◆ TASK TO CARRY OUT:
Print word for word the first line of the records below and every following line through the one containing "green bush with a point."; print nothing else.

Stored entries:
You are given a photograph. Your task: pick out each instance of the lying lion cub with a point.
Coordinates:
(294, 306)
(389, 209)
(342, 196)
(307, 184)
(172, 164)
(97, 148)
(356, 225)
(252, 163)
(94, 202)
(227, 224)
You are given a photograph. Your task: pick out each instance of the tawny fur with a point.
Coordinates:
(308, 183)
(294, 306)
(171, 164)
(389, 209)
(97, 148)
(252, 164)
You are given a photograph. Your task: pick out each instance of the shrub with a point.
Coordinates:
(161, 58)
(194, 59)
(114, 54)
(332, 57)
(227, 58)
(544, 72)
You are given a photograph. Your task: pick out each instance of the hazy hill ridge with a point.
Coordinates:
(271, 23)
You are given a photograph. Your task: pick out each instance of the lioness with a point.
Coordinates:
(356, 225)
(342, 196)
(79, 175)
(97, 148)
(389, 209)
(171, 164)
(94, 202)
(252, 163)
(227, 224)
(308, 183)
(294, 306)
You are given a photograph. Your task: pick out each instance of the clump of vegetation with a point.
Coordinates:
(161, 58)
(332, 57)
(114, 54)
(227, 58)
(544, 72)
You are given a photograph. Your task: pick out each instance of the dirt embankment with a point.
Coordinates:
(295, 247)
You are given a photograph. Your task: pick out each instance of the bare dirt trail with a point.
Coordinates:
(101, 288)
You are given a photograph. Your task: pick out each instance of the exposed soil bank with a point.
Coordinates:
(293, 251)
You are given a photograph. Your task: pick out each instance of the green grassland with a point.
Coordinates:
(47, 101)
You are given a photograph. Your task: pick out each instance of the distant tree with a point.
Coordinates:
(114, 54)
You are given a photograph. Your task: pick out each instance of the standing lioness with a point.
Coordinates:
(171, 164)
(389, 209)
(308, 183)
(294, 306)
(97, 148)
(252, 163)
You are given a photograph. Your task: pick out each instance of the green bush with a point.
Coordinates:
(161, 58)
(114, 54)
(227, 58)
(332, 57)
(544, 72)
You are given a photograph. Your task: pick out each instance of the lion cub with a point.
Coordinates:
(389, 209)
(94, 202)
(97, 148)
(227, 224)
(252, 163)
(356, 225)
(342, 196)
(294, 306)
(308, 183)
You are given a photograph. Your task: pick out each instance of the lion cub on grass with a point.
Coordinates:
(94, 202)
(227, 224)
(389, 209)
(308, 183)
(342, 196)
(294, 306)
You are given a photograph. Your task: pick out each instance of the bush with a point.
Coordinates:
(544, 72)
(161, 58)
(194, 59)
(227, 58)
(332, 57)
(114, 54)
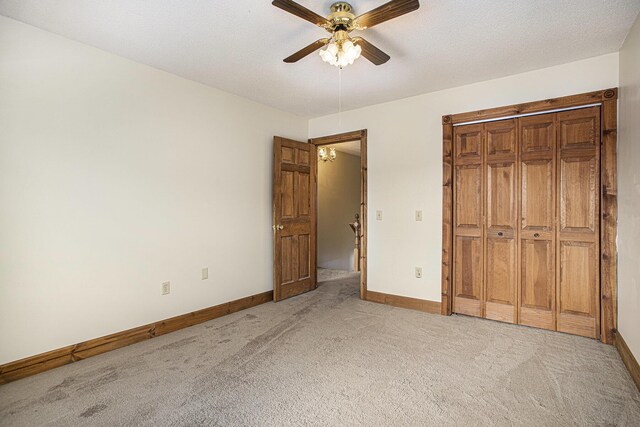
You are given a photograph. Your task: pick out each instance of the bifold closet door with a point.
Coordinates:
(536, 290)
(468, 220)
(500, 237)
(578, 207)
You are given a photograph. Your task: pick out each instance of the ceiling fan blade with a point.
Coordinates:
(371, 52)
(306, 50)
(387, 11)
(301, 12)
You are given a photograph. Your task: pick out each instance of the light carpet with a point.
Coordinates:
(328, 358)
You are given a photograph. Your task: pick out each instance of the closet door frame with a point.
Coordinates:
(608, 101)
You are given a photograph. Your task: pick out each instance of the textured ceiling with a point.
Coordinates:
(238, 45)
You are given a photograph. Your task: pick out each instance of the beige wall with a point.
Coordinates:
(338, 202)
(629, 192)
(116, 177)
(404, 156)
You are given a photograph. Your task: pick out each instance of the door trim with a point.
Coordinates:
(346, 137)
(608, 99)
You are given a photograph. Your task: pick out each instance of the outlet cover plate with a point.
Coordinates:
(166, 288)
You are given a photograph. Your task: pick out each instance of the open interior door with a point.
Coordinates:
(294, 218)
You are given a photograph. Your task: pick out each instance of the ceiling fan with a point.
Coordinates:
(342, 49)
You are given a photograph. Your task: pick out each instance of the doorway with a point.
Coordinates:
(342, 206)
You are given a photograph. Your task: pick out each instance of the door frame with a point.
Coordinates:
(608, 100)
(360, 135)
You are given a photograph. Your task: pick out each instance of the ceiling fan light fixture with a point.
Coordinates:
(341, 54)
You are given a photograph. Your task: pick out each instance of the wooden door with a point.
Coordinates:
(578, 207)
(500, 238)
(537, 177)
(294, 218)
(468, 220)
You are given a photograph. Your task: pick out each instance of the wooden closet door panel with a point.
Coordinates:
(577, 297)
(468, 202)
(501, 212)
(537, 188)
(468, 276)
(468, 220)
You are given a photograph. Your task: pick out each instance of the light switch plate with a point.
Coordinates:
(166, 288)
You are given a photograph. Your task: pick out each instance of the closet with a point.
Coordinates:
(526, 220)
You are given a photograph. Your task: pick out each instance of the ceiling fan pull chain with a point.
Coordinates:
(339, 98)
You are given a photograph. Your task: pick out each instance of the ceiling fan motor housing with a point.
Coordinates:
(341, 17)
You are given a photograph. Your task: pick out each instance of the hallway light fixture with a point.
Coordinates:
(327, 155)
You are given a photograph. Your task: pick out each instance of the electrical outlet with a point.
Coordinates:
(166, 288)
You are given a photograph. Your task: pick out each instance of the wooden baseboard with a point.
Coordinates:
(404, 302)
(627, 357)
(52, 359)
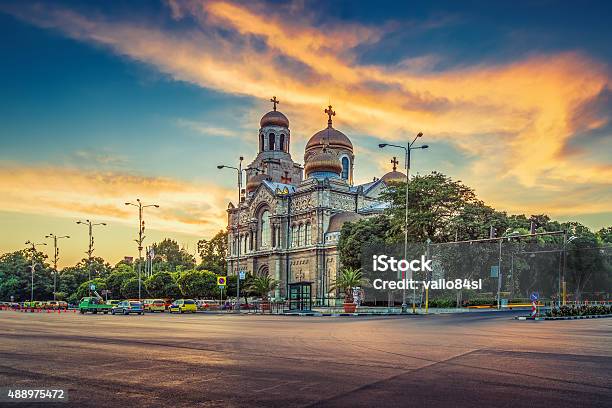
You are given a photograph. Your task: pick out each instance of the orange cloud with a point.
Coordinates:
(197, 209)
(515, 119)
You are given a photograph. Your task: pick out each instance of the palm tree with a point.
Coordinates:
(262, 285)
(349, 278)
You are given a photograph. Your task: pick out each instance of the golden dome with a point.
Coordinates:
(394, 177)
(274, 118)
(255, 181)
(323, 161)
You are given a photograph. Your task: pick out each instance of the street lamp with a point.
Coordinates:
(141, 238)
(33, 249)
(407, 149)
(90, 248)
(55, 258)
(565, 242)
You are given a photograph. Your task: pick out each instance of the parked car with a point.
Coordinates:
(93, 305)
(154, 305)
(128, 306)
(183, 306)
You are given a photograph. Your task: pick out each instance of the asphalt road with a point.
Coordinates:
(201, 360)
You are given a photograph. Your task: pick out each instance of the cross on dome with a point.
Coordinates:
(395, 163)
(330, 113)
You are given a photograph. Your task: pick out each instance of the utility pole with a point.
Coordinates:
(409, 146)
(33, 266)
(55, 259)
(140, 239)
(90, 247)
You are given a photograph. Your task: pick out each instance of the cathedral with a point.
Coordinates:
(289, 217)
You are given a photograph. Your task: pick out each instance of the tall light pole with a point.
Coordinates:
(565, 242)
(407, 149)
(33, 249)
(239, 173)
(141, 238)
(55, 259)
(90, 224)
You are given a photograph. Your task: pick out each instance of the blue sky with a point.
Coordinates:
(105, 102)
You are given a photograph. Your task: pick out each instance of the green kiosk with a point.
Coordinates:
(300, 296)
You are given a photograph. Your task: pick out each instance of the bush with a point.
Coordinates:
(582, 310)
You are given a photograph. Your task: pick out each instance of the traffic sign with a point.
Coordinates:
(495, 271)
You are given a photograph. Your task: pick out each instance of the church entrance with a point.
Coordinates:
(300, 298)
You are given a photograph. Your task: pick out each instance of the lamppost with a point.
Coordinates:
(90, 248)
(141, 238)
(55, 258)
(565, 242)
(407, 149)
(33, 249)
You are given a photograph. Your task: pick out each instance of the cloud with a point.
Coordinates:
(192, 208)
(516, 119)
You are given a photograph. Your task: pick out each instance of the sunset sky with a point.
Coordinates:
(104, 103)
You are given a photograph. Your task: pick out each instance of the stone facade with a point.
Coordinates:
(287, 224)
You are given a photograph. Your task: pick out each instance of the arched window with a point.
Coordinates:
(345, 167)
(307, 235)
(294, 236)
(271, 138)
(265, 229)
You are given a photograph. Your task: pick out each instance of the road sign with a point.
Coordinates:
(495, 271)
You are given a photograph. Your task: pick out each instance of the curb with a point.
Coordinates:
(563, 317)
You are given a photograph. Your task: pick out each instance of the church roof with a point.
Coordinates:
(337, 220)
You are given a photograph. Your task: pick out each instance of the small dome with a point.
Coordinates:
(274, 118)
(323, 161)
(335, 138)
(255, 181)
(394, 177)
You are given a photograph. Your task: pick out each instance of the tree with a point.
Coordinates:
(118, 277)
(16, 276)
(162, 285)
(213, 253)
(170, 257)
(262, 286)
(198, 284)
(355, 235)
(349, 278)
(84, 291)
(129, 288)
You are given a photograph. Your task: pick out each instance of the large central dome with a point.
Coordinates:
(274, 118)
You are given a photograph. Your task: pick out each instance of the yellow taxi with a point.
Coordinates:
(183, 306)
(154, 305)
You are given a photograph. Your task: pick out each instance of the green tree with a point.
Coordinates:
(354, 235)
(162, 285)
(213, 253)
(84, 290)
(129, 288)
(262, 286)
(170, 257)
(348, 279)
(198, 284)
(16, 276)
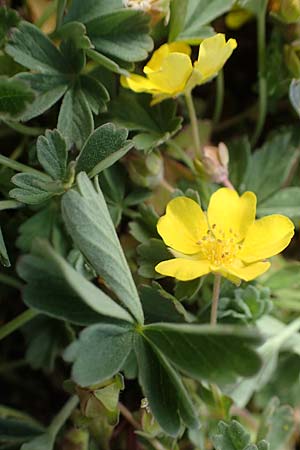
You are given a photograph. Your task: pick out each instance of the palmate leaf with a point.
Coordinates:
(154, 124)
(49, 88)
(57, 73)
(89, 9)
(31, 48)
(88, 221)
(165, 392)
(75, 120)
(103, 148)
(66, 294)
(52, 154)
(99, 353)
(15, 96)
(121, 34)
(215, 354)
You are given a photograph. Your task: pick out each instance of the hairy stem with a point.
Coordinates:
(262, 82)
(19, 167)
(129, 417)
(215, 299)
(219, 98)
(194, 123)
(10, 281)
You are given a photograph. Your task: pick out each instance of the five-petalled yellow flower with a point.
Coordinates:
(170, 71)
(227, 240)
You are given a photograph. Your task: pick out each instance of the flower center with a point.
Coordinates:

◆ ANSWER SPACE:
You are given a photograph. Your task: pick out each instance of the lying lion cub with a point.
Coordinates:
(294, 306)
(389, 209)
(342, 196)
(307, 184)
(172, 164)
(97, 148)
(356, 225)
(252, 163)
(94, 202)
(227, 224)
You are given a photograph. Your task: pick out each instance of the tawny fur with a point.
Coordinates:
(308, 183)
(294, 306)
(171, 164)
(389, 209)
(97, 148)
(252, 164)
You are given a photograph. Your task: pick out each instance of the shrub with a point.
Coordinates:
(161, 58)
(194, 59)
(114, 54)
(332, 57)
(227, 58)
(544, 72)
You are given a photograph. Your task: pick out each instance of the hazy hill ridge with a point.
Coordinates:
(271, 23)
You are given a photograph. Your task: pick out each instance of the lioness with a point.
Coordinates:
(356, 225)
(342, 196)
(79, 175)
(97, 148)
(389, 209)
(171, 164)
(94, 202)
(252, 163)
(227, 224)
(308, 183)
(294, 306)
You are given a photograph. Your task: pick out each instance of the clump of vegetation with a point.
Coordinates:
(161, 58)
(332, 57)
(114, 54)
(227, 58)
(544, 72)
You are given a photograph. Your task: pick out each instance of the dirt embankment with a point.
Coordinates:
(295, 247)
You are given a photograph. Your task: pick out each instance of the bare dirt trail with a point.
Coordinates:
(101, 288)
You are given a photograph. Your task: pick out each instance of the exposed soil bank with a point.
Coordinates:
(293, 251)
You are given a photograph. Your task: pick out each instance of the green grassland with a point.
Coordinates:
(47, 101)
You are given a photograph. Your task: pick out each instance of the distant tree with a point.
Coordinates:
(114, 54)
You are given a photograph. Your task: pick out each instance of the standing lioness with a point.
Coordinates:
(171, 164)
(389, 209)
(308, 183)
(294, 306)
(97, 148)
(252, 163)
You are given a photograph. Your task: pick out each instance of the green bush with a point.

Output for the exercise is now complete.